[SOURCE EXTRACT]
According to AMG, a data provider, there has been a net inflow of more than $11 billion (£6.75m) into so-called high-yield funds this year. In one week last month, the net inflow was close to $1 billion. In Europe, similar statistics are not produced, but high-yield bond analysts say the market has also been booming. The returns have been staggering. European high-yield bonds have produced returns of 47% so far this year. Top-yielding bonds include Taylor Woodrow (now Taylor Wimpey), the housebuilder, whose bonds have generated an amazing 302%.
Investors probably think they are getting a bargain. After all, it is easy to convince yourself that the worst has passed. And it seems the rating agencies are pretty cautious — so there is always a chance that a rock-solid business has been downgraded too far, leaving the opportunity to snap up a fallen star. On balance, however, the high-yield market is headed for a fall. At the end of May, 9.2% of high-yield debt issues had defaulted during the previous 12 months — against only 1% in the boom to December 2007.
Moody’s, the credit-rating agency, predicts the default rate will rise to 13.8% by the fourth quarter. It took more than two decades of boom for the City to rebrand junk bonds as high-yield debt. By the year’s end, investors will remember once again why they earned their original name.
Marston’s
Regional brewer Marston’s has succeeded in winding up some of its shareholders with plans for a rights issue to fund expansion. The £165m fundraising would allow the maker of Pedigree bitter to build a slew of new pubs — but a noisy minority feel such opportunism is misplaced. Given its expansion plans will not enhance earnings in the short term — and nor does it need to refinance its debts — some shareholders will try to vote down the plan.

[TASK A] Render the listing as a numbered list, from its first line up to and including the line containing "box: [0, 1191, 2341, 1568]", leaving out any blank lines.
The listing below has no connection to the article.

(Dataset entries)
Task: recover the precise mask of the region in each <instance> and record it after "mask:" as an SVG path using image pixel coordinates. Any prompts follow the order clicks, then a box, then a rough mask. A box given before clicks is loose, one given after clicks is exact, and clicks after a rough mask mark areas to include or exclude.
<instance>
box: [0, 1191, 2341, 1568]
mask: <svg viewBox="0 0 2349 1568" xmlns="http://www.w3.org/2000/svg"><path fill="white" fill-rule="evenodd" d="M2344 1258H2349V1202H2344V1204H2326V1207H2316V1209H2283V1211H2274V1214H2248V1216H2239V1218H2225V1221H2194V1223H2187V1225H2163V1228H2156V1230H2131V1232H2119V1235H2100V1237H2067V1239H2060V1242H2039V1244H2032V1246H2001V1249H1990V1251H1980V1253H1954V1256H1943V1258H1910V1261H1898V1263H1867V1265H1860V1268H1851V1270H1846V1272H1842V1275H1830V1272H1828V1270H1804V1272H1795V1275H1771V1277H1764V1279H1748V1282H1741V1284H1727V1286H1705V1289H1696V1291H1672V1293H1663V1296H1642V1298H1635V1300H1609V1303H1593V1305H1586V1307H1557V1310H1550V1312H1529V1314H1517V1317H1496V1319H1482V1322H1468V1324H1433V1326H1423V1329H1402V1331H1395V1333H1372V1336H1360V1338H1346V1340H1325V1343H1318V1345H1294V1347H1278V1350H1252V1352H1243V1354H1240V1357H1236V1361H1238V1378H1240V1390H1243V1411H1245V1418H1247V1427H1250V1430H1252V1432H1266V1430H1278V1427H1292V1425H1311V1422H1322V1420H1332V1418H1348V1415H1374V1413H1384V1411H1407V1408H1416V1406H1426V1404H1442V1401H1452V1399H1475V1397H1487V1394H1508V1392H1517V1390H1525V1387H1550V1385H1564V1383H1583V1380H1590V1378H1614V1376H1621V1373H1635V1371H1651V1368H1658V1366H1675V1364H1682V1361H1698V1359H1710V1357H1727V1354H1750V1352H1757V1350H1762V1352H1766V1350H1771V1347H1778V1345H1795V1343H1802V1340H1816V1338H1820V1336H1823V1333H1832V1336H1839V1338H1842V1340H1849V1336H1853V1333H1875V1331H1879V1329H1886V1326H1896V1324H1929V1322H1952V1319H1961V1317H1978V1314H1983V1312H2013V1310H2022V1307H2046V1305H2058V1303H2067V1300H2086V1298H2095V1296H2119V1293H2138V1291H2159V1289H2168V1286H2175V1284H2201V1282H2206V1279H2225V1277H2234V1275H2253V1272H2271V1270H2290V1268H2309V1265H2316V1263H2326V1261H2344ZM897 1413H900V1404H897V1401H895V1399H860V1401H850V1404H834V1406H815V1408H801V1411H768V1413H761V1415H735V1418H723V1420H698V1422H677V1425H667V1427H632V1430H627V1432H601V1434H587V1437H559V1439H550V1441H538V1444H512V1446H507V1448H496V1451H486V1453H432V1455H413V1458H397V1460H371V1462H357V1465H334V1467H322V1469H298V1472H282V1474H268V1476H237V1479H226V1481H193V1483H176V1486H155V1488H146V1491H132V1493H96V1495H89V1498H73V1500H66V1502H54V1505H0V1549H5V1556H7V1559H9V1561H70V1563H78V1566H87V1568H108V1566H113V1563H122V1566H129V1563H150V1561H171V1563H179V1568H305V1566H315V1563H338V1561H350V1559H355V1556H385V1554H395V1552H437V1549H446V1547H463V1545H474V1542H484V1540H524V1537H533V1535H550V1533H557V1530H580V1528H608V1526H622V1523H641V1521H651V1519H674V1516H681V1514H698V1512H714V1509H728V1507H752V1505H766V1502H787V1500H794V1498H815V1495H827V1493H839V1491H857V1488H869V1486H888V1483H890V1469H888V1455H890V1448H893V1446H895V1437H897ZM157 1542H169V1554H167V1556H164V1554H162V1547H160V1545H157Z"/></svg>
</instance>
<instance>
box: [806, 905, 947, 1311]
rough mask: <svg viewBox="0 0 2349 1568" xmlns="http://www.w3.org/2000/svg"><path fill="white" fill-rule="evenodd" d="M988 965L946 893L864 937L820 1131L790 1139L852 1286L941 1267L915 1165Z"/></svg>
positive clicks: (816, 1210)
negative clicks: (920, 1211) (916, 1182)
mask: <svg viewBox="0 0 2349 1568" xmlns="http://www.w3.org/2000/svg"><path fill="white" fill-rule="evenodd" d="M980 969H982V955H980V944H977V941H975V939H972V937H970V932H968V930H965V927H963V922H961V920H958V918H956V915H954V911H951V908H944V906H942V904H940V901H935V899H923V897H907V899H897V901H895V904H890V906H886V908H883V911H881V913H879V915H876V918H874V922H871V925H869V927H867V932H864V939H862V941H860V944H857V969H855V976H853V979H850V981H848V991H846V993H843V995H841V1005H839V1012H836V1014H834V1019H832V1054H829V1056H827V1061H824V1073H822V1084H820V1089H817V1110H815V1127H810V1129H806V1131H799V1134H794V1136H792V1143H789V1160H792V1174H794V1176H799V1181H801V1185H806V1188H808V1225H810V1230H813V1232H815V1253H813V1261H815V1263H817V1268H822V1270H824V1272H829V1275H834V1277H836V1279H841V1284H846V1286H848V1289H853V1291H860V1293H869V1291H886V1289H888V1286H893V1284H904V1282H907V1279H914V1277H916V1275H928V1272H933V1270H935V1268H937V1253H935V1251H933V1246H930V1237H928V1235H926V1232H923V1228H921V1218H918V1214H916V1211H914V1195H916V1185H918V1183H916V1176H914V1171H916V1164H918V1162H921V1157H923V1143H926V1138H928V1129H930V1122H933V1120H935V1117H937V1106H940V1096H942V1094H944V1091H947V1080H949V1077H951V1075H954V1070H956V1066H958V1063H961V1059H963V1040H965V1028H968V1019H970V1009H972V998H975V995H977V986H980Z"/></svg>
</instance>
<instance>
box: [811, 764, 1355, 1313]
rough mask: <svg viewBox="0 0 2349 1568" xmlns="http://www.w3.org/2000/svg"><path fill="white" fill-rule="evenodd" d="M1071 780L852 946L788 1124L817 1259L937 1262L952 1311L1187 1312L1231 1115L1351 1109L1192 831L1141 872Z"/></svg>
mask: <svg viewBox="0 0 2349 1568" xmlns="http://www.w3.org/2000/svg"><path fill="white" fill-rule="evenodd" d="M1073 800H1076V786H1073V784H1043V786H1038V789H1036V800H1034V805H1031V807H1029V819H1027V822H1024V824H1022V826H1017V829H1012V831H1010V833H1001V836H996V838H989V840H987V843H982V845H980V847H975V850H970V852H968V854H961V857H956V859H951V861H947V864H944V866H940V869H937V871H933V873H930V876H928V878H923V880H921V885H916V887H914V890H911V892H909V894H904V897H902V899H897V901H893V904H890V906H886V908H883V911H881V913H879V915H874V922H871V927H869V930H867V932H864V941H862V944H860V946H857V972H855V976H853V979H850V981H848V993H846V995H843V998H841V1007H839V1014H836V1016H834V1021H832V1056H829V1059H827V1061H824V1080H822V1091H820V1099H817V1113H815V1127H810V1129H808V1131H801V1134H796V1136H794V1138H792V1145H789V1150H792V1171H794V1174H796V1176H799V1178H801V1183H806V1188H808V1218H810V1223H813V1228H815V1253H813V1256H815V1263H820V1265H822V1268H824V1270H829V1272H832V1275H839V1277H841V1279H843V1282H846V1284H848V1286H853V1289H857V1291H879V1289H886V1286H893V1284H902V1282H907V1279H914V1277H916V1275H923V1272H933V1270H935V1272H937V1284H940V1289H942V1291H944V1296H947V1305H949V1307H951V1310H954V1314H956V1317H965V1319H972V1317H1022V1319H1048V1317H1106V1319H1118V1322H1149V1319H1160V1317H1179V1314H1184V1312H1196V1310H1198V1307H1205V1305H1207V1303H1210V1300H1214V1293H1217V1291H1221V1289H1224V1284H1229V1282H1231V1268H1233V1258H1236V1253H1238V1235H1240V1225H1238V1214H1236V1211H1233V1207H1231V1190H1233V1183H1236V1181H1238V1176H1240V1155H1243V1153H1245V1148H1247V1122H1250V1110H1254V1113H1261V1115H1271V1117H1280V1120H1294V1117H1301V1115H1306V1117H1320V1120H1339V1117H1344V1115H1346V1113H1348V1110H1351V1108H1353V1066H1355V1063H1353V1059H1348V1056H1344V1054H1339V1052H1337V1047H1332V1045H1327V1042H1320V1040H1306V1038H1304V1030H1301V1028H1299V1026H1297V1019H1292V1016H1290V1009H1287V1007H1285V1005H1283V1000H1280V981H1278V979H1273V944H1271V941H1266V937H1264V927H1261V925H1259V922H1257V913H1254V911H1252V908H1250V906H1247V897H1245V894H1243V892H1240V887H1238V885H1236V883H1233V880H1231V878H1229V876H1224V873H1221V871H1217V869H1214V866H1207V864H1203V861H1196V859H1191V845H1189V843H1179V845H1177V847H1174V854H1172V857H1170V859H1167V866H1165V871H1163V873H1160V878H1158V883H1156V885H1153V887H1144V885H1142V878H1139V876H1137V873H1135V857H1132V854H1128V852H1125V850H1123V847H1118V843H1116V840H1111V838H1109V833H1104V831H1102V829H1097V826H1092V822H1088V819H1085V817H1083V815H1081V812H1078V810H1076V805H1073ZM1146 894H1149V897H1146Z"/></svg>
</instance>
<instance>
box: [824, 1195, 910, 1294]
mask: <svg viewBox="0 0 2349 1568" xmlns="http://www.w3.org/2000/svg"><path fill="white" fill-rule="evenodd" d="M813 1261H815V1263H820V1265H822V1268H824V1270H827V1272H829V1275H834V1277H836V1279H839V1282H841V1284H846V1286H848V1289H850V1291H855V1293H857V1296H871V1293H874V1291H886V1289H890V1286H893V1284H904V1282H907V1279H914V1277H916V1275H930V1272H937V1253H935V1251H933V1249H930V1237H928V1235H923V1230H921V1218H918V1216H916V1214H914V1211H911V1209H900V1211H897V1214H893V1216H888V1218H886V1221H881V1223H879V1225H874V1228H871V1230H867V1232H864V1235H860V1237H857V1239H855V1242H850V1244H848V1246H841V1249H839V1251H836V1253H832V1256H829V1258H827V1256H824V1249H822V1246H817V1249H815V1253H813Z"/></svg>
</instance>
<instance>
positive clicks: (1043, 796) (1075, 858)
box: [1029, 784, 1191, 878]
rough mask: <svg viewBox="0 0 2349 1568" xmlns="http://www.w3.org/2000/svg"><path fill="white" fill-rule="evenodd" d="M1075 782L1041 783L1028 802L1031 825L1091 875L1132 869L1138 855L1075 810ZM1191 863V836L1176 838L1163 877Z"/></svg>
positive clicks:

[TASK B] Write the next part of the article on high-yield bonds and the Marston's rights issue, picking up after its final sentence.

[RESULT A]
1. Task: recover the precise mask of the region in each <instance> and record it after "mask:" as an SVG path using image pixel coordinates. Any prompts follow the order clicks, then a box, then a rough mask. A box given before clicks is loose, one given after clicks is exact, and clicks after a rough mask mark areas to include or exclude.
2. <instance>
3. box: [0, 1191, 2341, 1568]

[RESULT B]
On balance, the City believes Marston’s will get the green light at a shareholder meeting tomorrow. Amid all the brouhaha over the rights issue, talk of a takeover bid by its great rival Greene King has been getting louder. The shares are up accordingly — they closed at 134p on Friday — 16% up on the week. A tie-up has long been mooted, given the tens of millions of pounds that could be saved. Yet, however compelling the maths, the two companies can barely disguise their contempt for one another.
City sources say that Greene King believes it has done well by concentrating on Scotland and the southeast — it has little interest in buying into its rival’s heartland in the Midlands and the north.
No doubt Greene King covets some of Marston’s estate, but selling off surplus pubs would be impossible in such a difficult investment climate. For now, it would seem that Marston’s isn’t drinking in the last-chance saloon.